* Directions for this task *
Your answer should be the complete set of entries, transcribed exactly.

+===+

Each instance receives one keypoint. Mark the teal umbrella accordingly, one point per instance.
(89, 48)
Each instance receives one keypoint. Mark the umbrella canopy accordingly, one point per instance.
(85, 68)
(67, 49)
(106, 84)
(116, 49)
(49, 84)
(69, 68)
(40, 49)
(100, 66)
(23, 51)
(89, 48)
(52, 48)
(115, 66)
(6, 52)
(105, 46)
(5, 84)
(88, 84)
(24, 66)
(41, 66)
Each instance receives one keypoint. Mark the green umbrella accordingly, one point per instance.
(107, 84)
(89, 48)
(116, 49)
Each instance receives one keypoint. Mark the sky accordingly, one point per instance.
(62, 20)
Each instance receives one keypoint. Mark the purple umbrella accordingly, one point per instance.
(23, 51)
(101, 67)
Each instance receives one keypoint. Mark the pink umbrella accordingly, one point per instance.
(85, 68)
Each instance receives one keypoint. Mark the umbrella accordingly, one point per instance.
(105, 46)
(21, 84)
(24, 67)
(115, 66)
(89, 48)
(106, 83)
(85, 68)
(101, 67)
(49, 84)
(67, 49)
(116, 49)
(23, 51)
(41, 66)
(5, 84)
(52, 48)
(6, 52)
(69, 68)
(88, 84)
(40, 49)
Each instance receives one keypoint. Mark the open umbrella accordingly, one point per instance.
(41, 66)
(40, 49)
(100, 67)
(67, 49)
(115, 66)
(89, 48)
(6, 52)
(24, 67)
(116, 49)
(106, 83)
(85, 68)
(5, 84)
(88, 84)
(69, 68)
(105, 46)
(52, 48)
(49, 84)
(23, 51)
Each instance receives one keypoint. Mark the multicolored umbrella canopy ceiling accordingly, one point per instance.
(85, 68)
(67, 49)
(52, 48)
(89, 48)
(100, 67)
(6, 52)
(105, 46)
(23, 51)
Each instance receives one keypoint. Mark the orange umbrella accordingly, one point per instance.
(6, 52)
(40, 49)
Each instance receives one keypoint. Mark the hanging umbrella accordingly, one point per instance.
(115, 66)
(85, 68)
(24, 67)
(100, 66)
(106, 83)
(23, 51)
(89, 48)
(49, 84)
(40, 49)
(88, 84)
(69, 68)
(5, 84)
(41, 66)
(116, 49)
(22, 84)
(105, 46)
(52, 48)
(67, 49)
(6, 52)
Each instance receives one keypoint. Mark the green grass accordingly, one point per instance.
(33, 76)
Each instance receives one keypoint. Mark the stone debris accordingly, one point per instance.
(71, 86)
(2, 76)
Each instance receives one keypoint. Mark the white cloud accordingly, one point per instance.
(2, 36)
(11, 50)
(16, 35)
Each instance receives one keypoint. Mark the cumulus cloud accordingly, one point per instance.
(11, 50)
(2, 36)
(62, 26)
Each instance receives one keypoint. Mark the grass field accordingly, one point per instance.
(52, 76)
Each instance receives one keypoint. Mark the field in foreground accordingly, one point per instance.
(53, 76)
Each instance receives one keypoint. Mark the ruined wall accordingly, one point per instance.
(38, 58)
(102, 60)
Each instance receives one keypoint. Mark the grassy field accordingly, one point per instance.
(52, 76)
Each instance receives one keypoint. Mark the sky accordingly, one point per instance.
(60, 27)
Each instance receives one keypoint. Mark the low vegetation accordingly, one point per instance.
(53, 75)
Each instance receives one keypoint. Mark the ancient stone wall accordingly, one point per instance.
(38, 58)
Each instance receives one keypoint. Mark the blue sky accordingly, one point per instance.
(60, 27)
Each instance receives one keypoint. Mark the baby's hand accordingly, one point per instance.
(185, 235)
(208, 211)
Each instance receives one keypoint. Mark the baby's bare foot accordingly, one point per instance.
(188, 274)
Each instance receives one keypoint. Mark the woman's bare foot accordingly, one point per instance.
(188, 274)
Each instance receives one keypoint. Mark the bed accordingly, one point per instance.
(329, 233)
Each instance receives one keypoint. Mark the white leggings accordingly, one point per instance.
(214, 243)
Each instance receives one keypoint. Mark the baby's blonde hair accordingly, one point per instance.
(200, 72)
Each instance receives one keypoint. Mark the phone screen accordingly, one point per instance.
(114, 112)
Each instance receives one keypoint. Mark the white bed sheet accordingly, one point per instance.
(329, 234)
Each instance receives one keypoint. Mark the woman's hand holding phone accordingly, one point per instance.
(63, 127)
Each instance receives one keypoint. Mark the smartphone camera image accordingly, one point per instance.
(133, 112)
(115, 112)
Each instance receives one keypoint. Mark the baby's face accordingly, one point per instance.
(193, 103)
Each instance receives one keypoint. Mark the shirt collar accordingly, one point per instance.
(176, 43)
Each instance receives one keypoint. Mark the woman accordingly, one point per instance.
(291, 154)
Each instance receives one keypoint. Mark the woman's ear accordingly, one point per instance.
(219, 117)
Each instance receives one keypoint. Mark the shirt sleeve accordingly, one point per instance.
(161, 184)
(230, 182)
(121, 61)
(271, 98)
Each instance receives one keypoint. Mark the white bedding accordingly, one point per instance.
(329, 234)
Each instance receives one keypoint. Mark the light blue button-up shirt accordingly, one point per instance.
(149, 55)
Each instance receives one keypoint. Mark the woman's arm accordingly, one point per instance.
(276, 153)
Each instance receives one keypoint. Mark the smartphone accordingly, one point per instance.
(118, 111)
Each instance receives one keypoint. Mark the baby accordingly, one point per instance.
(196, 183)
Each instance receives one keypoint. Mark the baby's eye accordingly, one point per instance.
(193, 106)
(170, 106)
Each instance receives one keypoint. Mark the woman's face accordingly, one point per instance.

+===+

* Solution to this problem *
Each instance receives one keypoint. Mark the teal umbrella accordingly, one point per instance.
(89, 48)
Each instance receives one keypoint. Mark the umbrella canopy accordingly, one point per instance.
(85, 68)
(67, 49)
(106, 84)
(116, 49)
(49, 84)
(69, 68)
(40, 49)
(100, 66)
(23, 51)
(89, 48)
(52, 48)
(115, 66)
(6, 52)
(105, 46)
(5, 84)
(88, 84)
(24, 66)
(41, 66)
Each instance receives one keypoint. Mark the green umbrella accordingly, one point per instance.
(107, 84)
(89, 48)
(116, 49)
Each instance receives one keypoint. Mark the sky accordingly, one point per instance.
(62, 20)
Each instance receives one keypoint. Mark the purple umbrella accordingly, one point per instance.
(23, 51)
(101, 67)
Each instance receives one keypoint. Mark the pink umbrella accordingly, one point per instance.
(85, 68)
Each instance receives one keypoint. Mark the umbrella accordingly, one point per instance.
(105, 46)
(21, 84)
(24, 67)
(115, 66)
(89, 48)
(106, 83)
(85, 68)
(101, 67)
(49, 84)
(67, 49)
(116, 49)
(23, 51)
(41, 66)
(5, 84)
(52, 48)
(6, 52)
(69, 68)
(88, 84)
(40, 49)
Each instance receives one keypoint. Mark the open umbrella accordingly, one point per instance.
(41, 66)
(40, 49)
(100, 67)
(67, 49)
(115, 66)
(89, 48)
(6, 52)
(24, 67)
(116, 49)
(106, 83)
(85, 68)
(5, 84)
(88, 84)
(69, 68)
(105, 46)
(52, 48)
(49, 84)
(23, 51)
Each instance receives one keypoint. Mark the multicolored umbrella canopy ceiling accordingly, one point per instance.
(85, 68)
(67, 49)
(52, 48)
(89, 48)
(100, 67)
(6, 52)
(105, 46)
(23, 51)
Each instance receives one keypoint. Mark the orange umbrella accordingly, one point per instance.
(6, 52)
(40, 49)
Each instance receives one keypoint. Mark the hanging umbrella accordingly, one point per instance.
(115, 66)
(85, 68)
(24, 67)
(100, 66)
(106, 83)
(23, 51)
(89, 48)
(49, 84)
(40, 49)
(88, 84)
(69, 68)
(5, 84)
(41, 66)
(116, 49)
(22, 84)
(105, 46)
(52, 48)
(67, 49)
(6, 52)
Each instance receives one keypoint. Mark the green grass accordingly, one point per instance.
(33, 76)
Each instance receives one keypoint. Mark the stone debris accordingly, one point per instance.
(71, 86)
(2, 76)
Each instance receives one keypoint. Mark the white cloud accordingly, one point per instance.
(2, 36)
(11, 50)
(16, 35)
Each instance receives one keypoint. Mark the cumulus cloud accordingly, one point per instance.
(11, 50)
(2, 36)
(62, 26)
Each instance receives one keypoint. Mark the grass field accordingly, one point per instance.
(52, 76)
Each instance receives one keypoint. Mark the field in foreground accordingly, one point per instance.
(53, 76)
Each instance receives one keypoint. Mark the ruined wall accordingly, one point per instance.
(38, 58)
(102, 60)
Each instance receives one keypoint. Mark the grassy field accordingly, one point per instance.
(52, 76)
Each instance receives one keypoint. Mark the sky accordingly, one point per instance.
(60, 27)
Each instance receives one keypoint. Mark the low vegetation accordingly, one point per instance.
(53, 75)
Each instance receives one keypoint. Mark the ancient stone wall accordingly, one point per instance.
(38, 58)
Each instance receives one keypoint. Mark the blue sky accordingly, one point per instance.
(60, 27)
Each instance receives one keypoint. Mark the baby's hand accordingly, one point per instance.
(185, 235)
(208, 211)
Each instance receives one keypoint. Mark the baby's bare foot accordingly, one point per instance.
(188, 274)
Each instance receives one keypoint. Mark the woman's bare foot accordingly, one point per instance.
(188, 274)
Each instance receives one keypoint. Mark the bed accordingly, one point per instance.
(329, 233)
Each instance receives one keypoint. Mark the white leggings accordingly, one point per instance.
(214, 243)
Each instance receives one keypoint. Mark the baby's blonde hair accordingly, one point per instance.
(200, 72)
Each instance receives one keypoint. Mark the phone screen accordingly, one point per instance.
(114, 112)
Each instance receives one keypoint. Mark the white bed sheet accordingly, one point per instance.
(329, 234)
Each instance receives one keypoint. Mark the woman's hand holding phone accordingly, one point per instance.
(63, 127)
Each instance receives one keypoint. Mark the smartphone camera image accordingly, one point per instance.
(133, 112)
(115, 112)
Each instance receives one keypoint. Mark the baby's face accordingly, one point per instance.
(193, 103)
Each instance receives one keypoint. Mark the shirt collar accordingly, one point per instance.
(176, 43)
Each instance receives one keypoint. Mark the woman accordingly, one point per instance.
(291, 154)
Each instance receives one keypoint. Mark the woman's ear accordingly, one point per instance.
(219, 117)
Each instance receives one keypoint. Mark the shirt sleeve accordingly, one point per instance.
(161, 184)
(230, 182)
(121, 61)
(271, 98)
Each instance receives one keypoint. Mark the white bedding accordingly, one point per instance.
(329, 234)
Each instance receives one keypoint. Mark the light blue button-up shirt accordingly, one point per instance.
(149, 55)
Each instance receives one keypoint. Mark the woman's arm accordingly, one point per instance.
(276, 153)
Each instance receives one keypoint. Mark the smartphone accordingly, one point per instance.
(118, 111)
Each instance receives one keypoint. Mark the baby accordingly, one point per instance.
(196, 183)
Each instance receives one keypoint. Mark the baby's eye accordingly, one point per instance.
(193, 106)
(170, 106)
Each instance receives one keypoint. Mark the woman's face accordingly, one point per instance.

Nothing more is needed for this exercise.